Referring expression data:
++++++++++++++++++++
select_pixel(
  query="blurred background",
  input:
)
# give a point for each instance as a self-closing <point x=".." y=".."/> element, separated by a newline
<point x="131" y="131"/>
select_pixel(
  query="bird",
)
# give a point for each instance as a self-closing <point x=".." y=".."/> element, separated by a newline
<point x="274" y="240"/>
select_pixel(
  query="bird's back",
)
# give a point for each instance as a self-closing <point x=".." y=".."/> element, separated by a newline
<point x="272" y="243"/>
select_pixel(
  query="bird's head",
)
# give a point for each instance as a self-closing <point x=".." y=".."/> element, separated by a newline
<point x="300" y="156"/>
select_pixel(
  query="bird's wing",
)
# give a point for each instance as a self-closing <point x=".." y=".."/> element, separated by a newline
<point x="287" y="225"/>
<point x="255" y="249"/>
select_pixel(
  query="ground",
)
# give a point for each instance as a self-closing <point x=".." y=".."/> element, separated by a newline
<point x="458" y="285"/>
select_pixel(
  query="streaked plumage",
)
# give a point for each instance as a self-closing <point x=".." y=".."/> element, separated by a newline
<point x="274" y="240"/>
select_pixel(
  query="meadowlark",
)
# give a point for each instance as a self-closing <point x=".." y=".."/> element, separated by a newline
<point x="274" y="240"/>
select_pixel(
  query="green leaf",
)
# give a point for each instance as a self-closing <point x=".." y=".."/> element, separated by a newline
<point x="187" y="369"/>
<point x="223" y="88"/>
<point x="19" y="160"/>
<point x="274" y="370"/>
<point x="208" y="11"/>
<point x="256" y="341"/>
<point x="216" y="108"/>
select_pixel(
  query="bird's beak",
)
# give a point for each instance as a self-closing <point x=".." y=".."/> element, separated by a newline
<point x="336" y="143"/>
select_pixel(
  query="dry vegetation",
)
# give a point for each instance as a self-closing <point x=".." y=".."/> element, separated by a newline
++++++++++++++++++++
- Task requirements -
Every entry above must be reproduced word for word.

- Solved problem -
select_pixel(
  query="blurred background",
  input:
)
# give a point for each instance as a self-closing <point x=".." y=".."/> element, separated by a newline
<point x="131" y="131"/>
select_pixel(
  query="bird",
)
# give a point for each instance as a self-closing <point x=".." y=".."/> element, separated by a newline
<point x="274" y="240"/>
select_pixel(
  query="bird's back",
)
# give a point for each instance as a self-closing <point x=".." y=".."/> element, separated by a newline
<point x="272" y="243"/>
select_pixel(
  query="bird's head",
)
# give a point for each instance as a self-closing <point x=".." y=".."/> element, separated by a newline
<point x="300" y="156"/>
select_pixel(
  query="bird's wing",
)
# give a point for each instance as a self-closing <point x=".." y=".."/> element, separated by a newline
<point x="287" y="225"/>
<point x="255" y="249"/>
select_pixel(
  query="ground",
)
# give a point for each instance as a self-closing <point x=".." y=".."/> element, separated by a newline
<point x="458" y="285"/>
select_pixel(
  query="streaked plumage",
)
# give a point for each instance as a self-closing <point x=".." y=".."/> element, separated by a newline
<point x="274" y="240"/>
select_pixel(
  query="meadowlark",
)
# give a point for each instance as a self-closing <point x=".." y=".."/> element, separated by a newline
<point x="274" y="240"/>
select_pixel(
  query="green leaf",
)
# give a point for each instance as a self-closing <point x=".." y=".."/> element, separated by a newline
<point x="187" y="369"/>
<point x="223" y="88"/>
<point x="19" y="160"/>
<point x="274" y="370"/>
<point x="208" y="11"/>
<point x="256" y="341"/>
<point x="216" y="108"/>
select_pixel(
  query="bird's beak",
)
# give a point for each instance as a self-closing <point x=".." y=".."/> element, separated by a newline
<point x="336" y="143"/>
select_pixel(
  query="dry vegetation",
)
# give a point for each instance as a self-closing <point x=".." y=".."/> element, separated by a newline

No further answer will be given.